◆ **Text extract**:
┌──

Yes, visceral - my vertigo certainly attested to that.
I am having a hard time understanding what is violent about his work. Is it the physical weight of the work and the seeming deception of gravity? Or that it killed (but that is not the work as a complete installed piece)?
I would use the word subtle too.
I am glad you separate the man’s reputation from his art, thank you.
Between violent and violence there seems to be an interesting shift of emphasis between raw physical force and the social dimensions of force. Metaphorizing between the two may be at the root of some people’s animus against Serra.
I suppose we might say “delicately balanced” about the house of card or prop pieces, which sounds pretty, but the chance of collapse is always there as an implicit violence. Then there are the pieces where he flung molten metal the way Pollock flung paint. Pollock’s exertions produced paintings that perhaps appear less “violent” than those of de Kooning or Kline, but his physical activity seems to have had more influence in the end, and hot metal is genuinely dangerous.

└──

◆ **What to do**:
1. Name every artist mentioned in the comments on Serra's work.
2. From the comments on Serra's work, output everything from "I am glad you" down to "is genuinely dangerous.".
These lines were taken from a different source.

Stored items:
┌──

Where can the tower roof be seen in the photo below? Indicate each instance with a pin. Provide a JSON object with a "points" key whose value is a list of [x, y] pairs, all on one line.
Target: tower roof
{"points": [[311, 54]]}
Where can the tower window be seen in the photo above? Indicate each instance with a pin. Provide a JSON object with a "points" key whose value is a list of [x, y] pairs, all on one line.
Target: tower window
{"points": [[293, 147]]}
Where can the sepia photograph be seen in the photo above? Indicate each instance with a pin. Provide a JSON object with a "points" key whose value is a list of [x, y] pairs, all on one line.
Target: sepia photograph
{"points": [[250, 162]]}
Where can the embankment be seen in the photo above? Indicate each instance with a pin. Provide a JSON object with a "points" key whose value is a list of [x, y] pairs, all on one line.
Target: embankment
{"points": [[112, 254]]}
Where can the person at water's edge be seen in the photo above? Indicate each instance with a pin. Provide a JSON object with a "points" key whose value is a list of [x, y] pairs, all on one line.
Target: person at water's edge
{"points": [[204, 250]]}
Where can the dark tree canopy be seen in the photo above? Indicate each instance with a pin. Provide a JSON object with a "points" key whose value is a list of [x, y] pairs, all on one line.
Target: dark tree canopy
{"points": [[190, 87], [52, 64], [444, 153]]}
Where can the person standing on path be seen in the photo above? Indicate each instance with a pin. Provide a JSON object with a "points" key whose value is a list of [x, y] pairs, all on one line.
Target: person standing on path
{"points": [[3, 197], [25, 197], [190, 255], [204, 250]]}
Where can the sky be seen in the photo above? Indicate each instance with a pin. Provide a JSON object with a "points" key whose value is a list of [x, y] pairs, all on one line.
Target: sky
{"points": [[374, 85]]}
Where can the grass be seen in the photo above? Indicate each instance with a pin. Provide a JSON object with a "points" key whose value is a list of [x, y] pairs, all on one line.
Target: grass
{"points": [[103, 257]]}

└──

◆ **Outputs for the tasks**:
1. Serra, Pollock, de Kooning, Kline

2.
I am glad you separate the man’s reputation from his art, thank you.
Between violent and violence there seems to be an interesting shift of emphasis between raw physical force and the social dimensions of force. Metaphorizing between the two may be at the root of some people’s animus against Serra.
I suppose we might say “delicately balanced” about the house of card or prop pieces, which sounds pretty, but the chance of collapse is always there as an implicit violence. Then there are the pieces where he flung molten metal the way Pollock flung paint. Pollock’s exertions produced paintings that perhaps appear less “violent” than those of de Kooning or Kline, but his physical activity seems to have had more influence in the end, and hot metal is genuinely dangerous.